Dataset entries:
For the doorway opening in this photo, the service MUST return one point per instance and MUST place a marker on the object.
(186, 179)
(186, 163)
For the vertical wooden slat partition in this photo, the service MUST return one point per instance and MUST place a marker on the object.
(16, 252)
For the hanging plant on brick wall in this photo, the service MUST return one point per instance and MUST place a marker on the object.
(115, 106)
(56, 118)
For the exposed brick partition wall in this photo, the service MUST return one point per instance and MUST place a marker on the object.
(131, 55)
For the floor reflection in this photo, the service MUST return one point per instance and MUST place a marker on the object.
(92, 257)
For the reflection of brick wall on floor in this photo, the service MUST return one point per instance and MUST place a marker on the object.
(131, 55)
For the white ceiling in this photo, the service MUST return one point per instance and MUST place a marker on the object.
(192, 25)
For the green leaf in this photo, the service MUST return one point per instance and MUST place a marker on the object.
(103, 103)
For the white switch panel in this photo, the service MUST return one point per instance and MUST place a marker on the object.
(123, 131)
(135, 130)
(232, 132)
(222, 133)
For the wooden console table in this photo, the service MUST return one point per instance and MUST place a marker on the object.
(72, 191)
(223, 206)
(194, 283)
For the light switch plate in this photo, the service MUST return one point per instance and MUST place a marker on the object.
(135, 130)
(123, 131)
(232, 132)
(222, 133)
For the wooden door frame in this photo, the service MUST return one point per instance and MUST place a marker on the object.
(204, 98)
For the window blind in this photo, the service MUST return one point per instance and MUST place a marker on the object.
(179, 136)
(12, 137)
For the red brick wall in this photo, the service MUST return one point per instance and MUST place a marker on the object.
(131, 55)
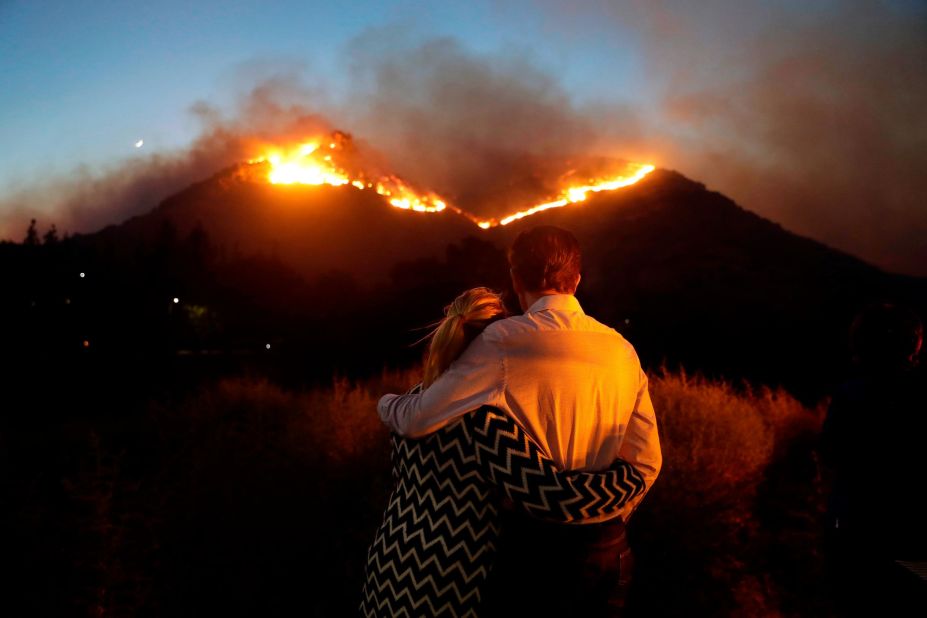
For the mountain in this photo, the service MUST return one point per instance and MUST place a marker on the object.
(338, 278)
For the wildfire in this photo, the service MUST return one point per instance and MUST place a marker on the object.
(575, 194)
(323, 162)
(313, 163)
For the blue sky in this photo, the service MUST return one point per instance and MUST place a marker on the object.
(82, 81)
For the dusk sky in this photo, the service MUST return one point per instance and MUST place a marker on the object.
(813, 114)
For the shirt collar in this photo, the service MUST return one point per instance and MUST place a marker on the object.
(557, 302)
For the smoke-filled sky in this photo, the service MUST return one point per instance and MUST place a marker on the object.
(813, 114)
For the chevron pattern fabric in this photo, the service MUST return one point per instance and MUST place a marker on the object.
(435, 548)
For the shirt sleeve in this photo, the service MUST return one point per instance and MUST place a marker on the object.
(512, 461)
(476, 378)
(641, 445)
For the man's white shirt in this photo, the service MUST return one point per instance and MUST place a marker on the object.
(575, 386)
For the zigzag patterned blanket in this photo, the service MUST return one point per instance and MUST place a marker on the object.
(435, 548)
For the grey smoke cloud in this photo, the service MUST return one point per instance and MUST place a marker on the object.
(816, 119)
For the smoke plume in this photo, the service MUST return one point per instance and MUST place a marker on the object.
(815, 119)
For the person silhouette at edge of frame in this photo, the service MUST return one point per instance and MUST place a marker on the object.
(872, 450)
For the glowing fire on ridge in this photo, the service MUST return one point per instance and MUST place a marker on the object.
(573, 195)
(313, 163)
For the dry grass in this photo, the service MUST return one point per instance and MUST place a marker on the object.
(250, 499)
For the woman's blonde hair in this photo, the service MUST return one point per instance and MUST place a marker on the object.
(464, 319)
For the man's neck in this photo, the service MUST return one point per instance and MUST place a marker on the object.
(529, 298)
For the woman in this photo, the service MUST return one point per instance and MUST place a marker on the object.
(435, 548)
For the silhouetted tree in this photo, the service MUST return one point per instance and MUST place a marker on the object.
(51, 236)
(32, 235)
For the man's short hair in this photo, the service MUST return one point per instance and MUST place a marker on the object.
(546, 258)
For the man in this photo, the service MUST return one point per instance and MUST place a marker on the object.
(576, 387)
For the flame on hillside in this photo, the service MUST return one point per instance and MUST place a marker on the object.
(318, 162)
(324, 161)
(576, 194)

WHAT YOU HAVE TO DO: Each of the lines above should be transcribed exactly; no image is to be copied.

EXERCISE ANSWER:
For the doorway opening in this photo, the service MUST return one point per instance and MUST place a marker on the object.
(186, 179)
(186, 163)
For the vertical wooden slat partition in this photo, the service MUST return one point per instance and MUST place a marker on the object.
(16, 252)
For the hanging plant on brick wall in this photo, the service MUST return one point per instance and MUST place a marker on the object.
(115, 106)
(56, 118)
For the exposed brick partition wall in this photo, the service MUST return one point per instance and MUST place a marker on the object.
(131, 55)
For the floor reflection in this photo, the service MUST return one point per instance and MUST place a marker on the object.
(92, 257)
For the reflection of brick wall on floor in this photo, the service MUST return one point per instance and MUST place a marker on the object.
(131, 55)
For the white ceiling in this photo, the service MUST return one point per instance and MUST place a marker on the object.
(192, 25)
For the green leaf in this photo, the service MUST return one point per instance and MUST place a marker on the object.
(103, 103)
For the white switch panel in this photo, the service MUST return one point per instance and MUST place a marker on the object.
(123, 131)
(135, 130)
(232, 132)
(222, 133)
For the wooden console table in this photo, the service MUST return one point per instance and MUST place a marker on the object.
(72, 191)
(223, 206)
(194, 283)
For the light switch plate in this photo, the service MUST return one point per instance and MUST place a marker on the object.
(135, 130)
(123, 131)
(232, 132)
(222, 133)
For the wooden door frame in this photo, the service MUST return one point per instance and MUST place a marker on the object.
(204, 98)
For the window blind in this photo, the service MUST return one point per instance and MUST place a marker on the object.
(179, 136)
(12, 137)
For the red brick wall in this photo, the service MUST return one point per instance and MUST place a marker on the object.
(131, 55)
For the mountain in this photo, the service MUST return one point per instance and MUST place a marker on the object.
(338, 278)
For the wildfire in this photo, the service MUST return one point per instance and MUST place a marker on the object.
(575, 194)
(323, 162)
(313, 163)
For the blue sky in this photo, the service MUST return one point per instance and MUST place a marker on the object.
(82, 81)
For the dusk sky in this photo, the service MUST return one point per instance and MUST place a marker on the object.
(813, 114)
For the shirt collar in this photo, the service MUST return one point per instance and MUST place a marker on the object.
(557, 302)
For the smoke-filled sky in this photo, the service MUST return one point per instance and MUST place a marker on the object.
(813, 114)
For the chevron pattern fabric in this photo, the service MUST return one point per instance and MUST place a marker on the object.
(435, 548)
For the shirt sleeve in this photo, the service MUST return one point per instance and MUST place a marker on the object.
(512, 461)
(476, 378)
(641, 445)
For the man's white shirt in this photo, the service MUST return one point per instance and MUST place a marker on the object.
(575, 386)
For the zigzag patterned blanket in this photo, the service MUST return one point per instance and MUST place a marker on the object.
(435, 548)
For the grey smoke cloud in this photo, the service MUST return one point per instance and MUST place a marker on the object.
(816, 119)
For the smoke plume in this photo, the service MUST return one point per instance and MUST place a marker on the object.
(815, 119)
For the person silhouette at edge of frame in this photo, the service MUST return one point per instance and MUST place a marker on the object.
(872, 450)
For the glowing fire on ridge in this photo, the service MUST return one point per instance and MUST place a marker on the object.
(573, 195)
(313, 163)
For the dry grass in this photo, the service MUST return one point per instance and MUST place a marker on the object.
(250, 499)
For the woman's blonde hair in this photo, the service MUST return one point per instance and MUST place a marker on the object.
(464, 319)
For the man's neck in this photo, the service MUST return one point per instance and MUST place a marker on the object.
(529, 298)
For the woman in this photo, the service MUST return one point per instance and MUST place a marker on the object.
(435, 548)
For the silhouetted tree in this photo, the service MUST return one point per instance and MUST place a marker on the object.
(51, 236)
(32, 235)
For the man's short hair in this photo, the service MUST return one point per instance and MUST place a marker on the object.
(546, 258)
For the man in this photo, the service MUST return one point per instance and MUST place a marker on the object.
(576, 387)
For the flame on hillside in this photo, the service MUST return one point per instance and MUST place a marker on the object.
(318, 162)
(324, 161)
(576, 194)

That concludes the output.